== EXCERPT ==
DENVER State gas and oil regulators put their rules for hydraulic fracturing to the test Thursday by inviting an independent review board to offer criticisms.
A panel from STRONGER which stands for State Review of Oil and Natural Gas Environmental Regulations spent the day quizzing Colorado regulators about the rules they passed in 2008.
Colorado requires companies to disclose the content of their fluids upon demand by state regulators, but the information is not public.
The Colorado Oil and Gas Conservation Commission invited the review, both to improve its rules and to increase public knowledge, said David Neslin, executive director of the COGCC.
Theres a need for state agencies to educate the public about energy realities. How is energy produced, and how is it regulated? Neslin said.
The STRONGER board will issue a report in two to three months.
===
EXERCISE REQUIREMENTS:
(A) Translate this sentence from the article on Colorado's hydraulic fracturing rules into Spanish: "The STRONGER board will issue a report in two to three months."
(B) Please quote the article on Colorado's hydraulic fracturing rules word for word, starting at "DENVER State gas" and ending after "regulated? Neslin said.".
== DATASET EXCERPTS ==
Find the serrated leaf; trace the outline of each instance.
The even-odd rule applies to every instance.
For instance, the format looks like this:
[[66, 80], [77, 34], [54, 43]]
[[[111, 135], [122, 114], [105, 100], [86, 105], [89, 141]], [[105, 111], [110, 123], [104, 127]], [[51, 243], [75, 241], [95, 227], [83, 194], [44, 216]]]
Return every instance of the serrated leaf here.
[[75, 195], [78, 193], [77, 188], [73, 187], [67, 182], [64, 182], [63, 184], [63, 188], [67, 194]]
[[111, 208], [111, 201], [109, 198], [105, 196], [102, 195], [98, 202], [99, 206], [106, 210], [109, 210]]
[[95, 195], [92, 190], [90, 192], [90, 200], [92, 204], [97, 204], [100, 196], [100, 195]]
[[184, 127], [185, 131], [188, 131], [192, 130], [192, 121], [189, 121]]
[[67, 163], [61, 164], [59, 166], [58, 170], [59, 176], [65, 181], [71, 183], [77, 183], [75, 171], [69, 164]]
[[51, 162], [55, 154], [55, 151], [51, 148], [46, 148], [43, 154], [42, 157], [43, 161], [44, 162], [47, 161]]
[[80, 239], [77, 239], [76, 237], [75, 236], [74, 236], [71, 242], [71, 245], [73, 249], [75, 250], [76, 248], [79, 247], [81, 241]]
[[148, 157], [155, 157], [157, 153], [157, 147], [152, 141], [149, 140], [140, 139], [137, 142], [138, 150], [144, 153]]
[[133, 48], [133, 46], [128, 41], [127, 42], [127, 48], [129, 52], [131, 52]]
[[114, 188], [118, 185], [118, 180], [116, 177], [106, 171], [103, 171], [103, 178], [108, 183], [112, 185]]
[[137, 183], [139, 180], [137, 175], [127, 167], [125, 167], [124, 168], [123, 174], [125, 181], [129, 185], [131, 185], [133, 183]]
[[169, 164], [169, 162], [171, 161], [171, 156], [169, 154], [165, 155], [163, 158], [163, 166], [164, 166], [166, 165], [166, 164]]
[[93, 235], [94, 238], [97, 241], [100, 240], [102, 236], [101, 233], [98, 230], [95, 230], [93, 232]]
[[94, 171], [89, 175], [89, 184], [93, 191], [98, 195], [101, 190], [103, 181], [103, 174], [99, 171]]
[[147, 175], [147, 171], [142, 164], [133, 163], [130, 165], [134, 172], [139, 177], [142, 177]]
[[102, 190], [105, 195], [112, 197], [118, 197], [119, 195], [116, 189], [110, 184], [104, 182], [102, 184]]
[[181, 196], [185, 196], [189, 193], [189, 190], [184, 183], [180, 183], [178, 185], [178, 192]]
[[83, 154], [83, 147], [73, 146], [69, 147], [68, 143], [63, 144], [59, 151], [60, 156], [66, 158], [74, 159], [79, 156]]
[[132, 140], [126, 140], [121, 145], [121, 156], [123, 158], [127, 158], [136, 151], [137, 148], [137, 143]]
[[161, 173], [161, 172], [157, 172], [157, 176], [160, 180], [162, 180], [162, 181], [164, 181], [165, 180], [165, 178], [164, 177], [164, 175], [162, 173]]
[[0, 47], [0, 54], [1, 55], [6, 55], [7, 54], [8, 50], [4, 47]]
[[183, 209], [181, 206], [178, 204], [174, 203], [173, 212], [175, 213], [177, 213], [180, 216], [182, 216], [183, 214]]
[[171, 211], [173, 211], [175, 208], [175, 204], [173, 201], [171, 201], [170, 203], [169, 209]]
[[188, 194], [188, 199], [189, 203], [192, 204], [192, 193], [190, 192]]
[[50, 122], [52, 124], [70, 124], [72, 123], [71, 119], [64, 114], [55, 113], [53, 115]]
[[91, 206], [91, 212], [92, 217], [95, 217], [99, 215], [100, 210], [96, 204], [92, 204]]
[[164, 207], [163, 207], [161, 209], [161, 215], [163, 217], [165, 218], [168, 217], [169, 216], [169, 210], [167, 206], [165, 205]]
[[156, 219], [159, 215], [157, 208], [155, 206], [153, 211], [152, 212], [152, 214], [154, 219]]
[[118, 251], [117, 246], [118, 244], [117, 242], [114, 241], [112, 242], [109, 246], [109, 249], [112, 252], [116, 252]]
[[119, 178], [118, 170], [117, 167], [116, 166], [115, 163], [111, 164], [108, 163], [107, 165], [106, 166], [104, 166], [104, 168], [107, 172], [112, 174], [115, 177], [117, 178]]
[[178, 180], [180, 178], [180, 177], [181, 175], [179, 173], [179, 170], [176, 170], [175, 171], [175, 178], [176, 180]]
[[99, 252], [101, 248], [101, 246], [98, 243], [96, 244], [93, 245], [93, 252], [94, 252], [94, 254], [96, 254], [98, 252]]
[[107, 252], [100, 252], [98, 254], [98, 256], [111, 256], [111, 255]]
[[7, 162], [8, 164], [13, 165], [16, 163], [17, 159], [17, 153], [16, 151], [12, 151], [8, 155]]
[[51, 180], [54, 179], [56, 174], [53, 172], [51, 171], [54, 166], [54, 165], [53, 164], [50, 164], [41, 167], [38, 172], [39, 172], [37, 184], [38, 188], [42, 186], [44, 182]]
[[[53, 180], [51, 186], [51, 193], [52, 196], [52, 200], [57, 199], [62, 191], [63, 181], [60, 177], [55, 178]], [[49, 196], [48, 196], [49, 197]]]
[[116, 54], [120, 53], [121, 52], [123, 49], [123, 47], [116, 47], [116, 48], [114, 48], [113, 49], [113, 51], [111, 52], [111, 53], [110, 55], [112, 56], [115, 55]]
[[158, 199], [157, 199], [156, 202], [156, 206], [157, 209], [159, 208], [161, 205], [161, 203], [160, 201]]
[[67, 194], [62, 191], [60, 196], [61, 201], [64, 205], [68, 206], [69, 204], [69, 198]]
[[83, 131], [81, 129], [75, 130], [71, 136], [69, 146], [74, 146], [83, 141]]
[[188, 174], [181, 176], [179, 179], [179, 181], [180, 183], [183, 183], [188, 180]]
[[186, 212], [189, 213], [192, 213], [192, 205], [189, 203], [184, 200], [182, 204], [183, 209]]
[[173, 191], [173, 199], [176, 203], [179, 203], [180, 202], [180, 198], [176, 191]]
===
== DATASET EXCERPTS ==
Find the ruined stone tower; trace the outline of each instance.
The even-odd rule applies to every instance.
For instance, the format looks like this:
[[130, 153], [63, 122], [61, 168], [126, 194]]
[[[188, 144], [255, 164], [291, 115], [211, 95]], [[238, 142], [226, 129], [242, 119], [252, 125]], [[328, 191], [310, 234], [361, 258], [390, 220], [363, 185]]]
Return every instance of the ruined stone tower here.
===
== DATASET EXCERPTS ==
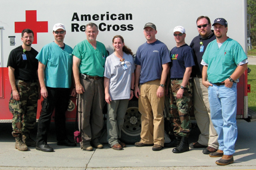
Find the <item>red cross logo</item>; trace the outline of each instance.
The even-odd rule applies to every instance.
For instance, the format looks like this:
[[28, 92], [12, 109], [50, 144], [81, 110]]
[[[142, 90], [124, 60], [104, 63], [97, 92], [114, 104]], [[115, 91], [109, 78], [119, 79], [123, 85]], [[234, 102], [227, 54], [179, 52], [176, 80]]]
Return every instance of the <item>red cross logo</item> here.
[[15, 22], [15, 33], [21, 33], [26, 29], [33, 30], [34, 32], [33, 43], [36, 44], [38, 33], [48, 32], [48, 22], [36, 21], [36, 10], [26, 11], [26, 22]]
===
SOLUTIONS TO THE TASKS:
(A) La junta de STRONGER publicará un informe en un plazo de dos a tres meses.

(B)
DENVER State gas and oil regulators put their rules for hydraulic fracturing to the test Thursday by inviting an independent review board to offer criticisms.
A panel from STRONGER which stands for State Review of Oil and Natural Gas Environmental Regulations spent the day quizzing Colorado regulators about the rules they passed in 2008.
Colorado requires companies to disclose the content of their fluids upon demand by state regulators, but the information is not public.
The Colorado Oil and Gas Conservation Commission invited the review, both to improve its rules and to increase public knowledge, said David Neslin, executive director of the COGCC.
Theres a need for state agencies to educate the public about energy realities. How is energy produced, and how is it regulated? Neslin said.